All libraries containing IgG and IgM heavy and light chain sequences were generated using the SMARTer Human BCR IgG IgM H/K/L Profiling Kit, as per the main protocol in the user manual (without the multiplexing option in Appendix A). Libraries were produced using first-strand cDNA as a template in three different PCRs for heavy chain and kappa and lambda light chains. The products of these PCRs were used as templates in a set of nested PCRs, one for each chain. Following purification and size selection, libraries were validated using the Agilent 2100 Bioanalyzer. All libraries were sequenced on an Illumina MiSeq platform with 600-cycle V3 cartridges (Cat. # MS-102-3003).
Sequencing data analysis was completed by the Takara Bio Immune Profiler Software, which features MIGEC (Shugay, 2014) and MiXCR (Bolotin, 2015) software.
References
Shugay M. et al. Towards error-free profiling of immune repertoires. Nat. Methods 11, 653–655 (2014).
Bolotin, D.A. et al. MiXCR: software for comprehensive adaptive immunity profiling. Nat. Methods 12, 380–381 (2015).

— Information given —

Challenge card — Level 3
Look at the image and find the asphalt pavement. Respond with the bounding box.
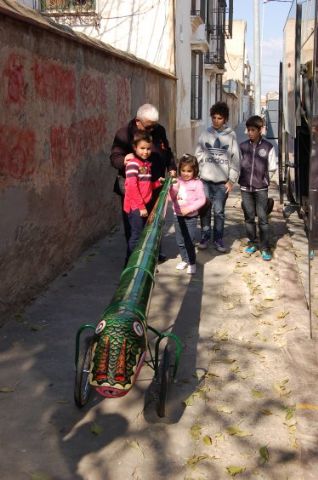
[0,123,318,480]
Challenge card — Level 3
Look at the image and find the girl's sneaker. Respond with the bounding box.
[187,265,197,275]
[244,243,257,253]
[176,262,188,270]
[198,239,209,250]
[261,250,272,262]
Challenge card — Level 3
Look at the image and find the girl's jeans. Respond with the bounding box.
[200,180,228,242]
[174,216,198,265]
[241,190,269,250]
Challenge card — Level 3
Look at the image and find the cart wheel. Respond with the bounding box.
[74,336,94,408]
[158,345,170,417]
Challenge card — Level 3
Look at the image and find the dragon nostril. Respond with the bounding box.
[94,336,109,383]
[115,339,126,382]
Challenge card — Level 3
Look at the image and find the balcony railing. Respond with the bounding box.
[41,0,96,16]
[204,52,225,69]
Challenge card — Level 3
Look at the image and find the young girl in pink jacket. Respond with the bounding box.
[170,153,206,275]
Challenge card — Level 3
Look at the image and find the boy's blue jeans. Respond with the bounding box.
[174,216,198,265]
[241,190,269,250]
[200,180,228,242]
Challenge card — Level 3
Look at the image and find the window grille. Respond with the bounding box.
[191,52,203,120]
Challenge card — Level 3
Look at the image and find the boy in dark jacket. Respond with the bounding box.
[238,115,277,261]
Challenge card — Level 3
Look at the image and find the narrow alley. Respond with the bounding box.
[0,128,318,480]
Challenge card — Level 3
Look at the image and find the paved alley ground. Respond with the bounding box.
[0,125,318,480]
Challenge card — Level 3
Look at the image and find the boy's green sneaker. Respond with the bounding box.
[244,244,257,253]
[261,250,272,262]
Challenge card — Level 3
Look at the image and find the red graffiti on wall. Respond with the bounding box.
[0,125,35,179]
[80,75,106,108]
[3,53,26,104]
[32,61,76,107]
[116,78,130,128]
[50,115,107,173]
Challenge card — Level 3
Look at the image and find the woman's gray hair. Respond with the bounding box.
[136,103,159,123]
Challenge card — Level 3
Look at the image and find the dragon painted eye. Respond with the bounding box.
[133,322,144,337]
[95,320,106,335]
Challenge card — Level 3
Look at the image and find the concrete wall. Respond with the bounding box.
[0,0,175,318]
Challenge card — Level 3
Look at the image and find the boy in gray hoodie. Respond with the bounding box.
[195,102,240,253]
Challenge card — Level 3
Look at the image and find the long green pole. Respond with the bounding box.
[89,178,172,397]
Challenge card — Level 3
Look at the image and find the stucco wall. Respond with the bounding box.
[0,4,175,313]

— Questions —
1/ Which software tools does the sequencing methods text name for the data analysis?
2/ In the sequencing methods text, what instrument was used to validate the libraries after purification and size selection?

— Task-by-task answers —
1/
Takara Bio Immune Profiler Software
MIGEC
MiXCR

2/ The Agilent 2100 Bioanalyzer.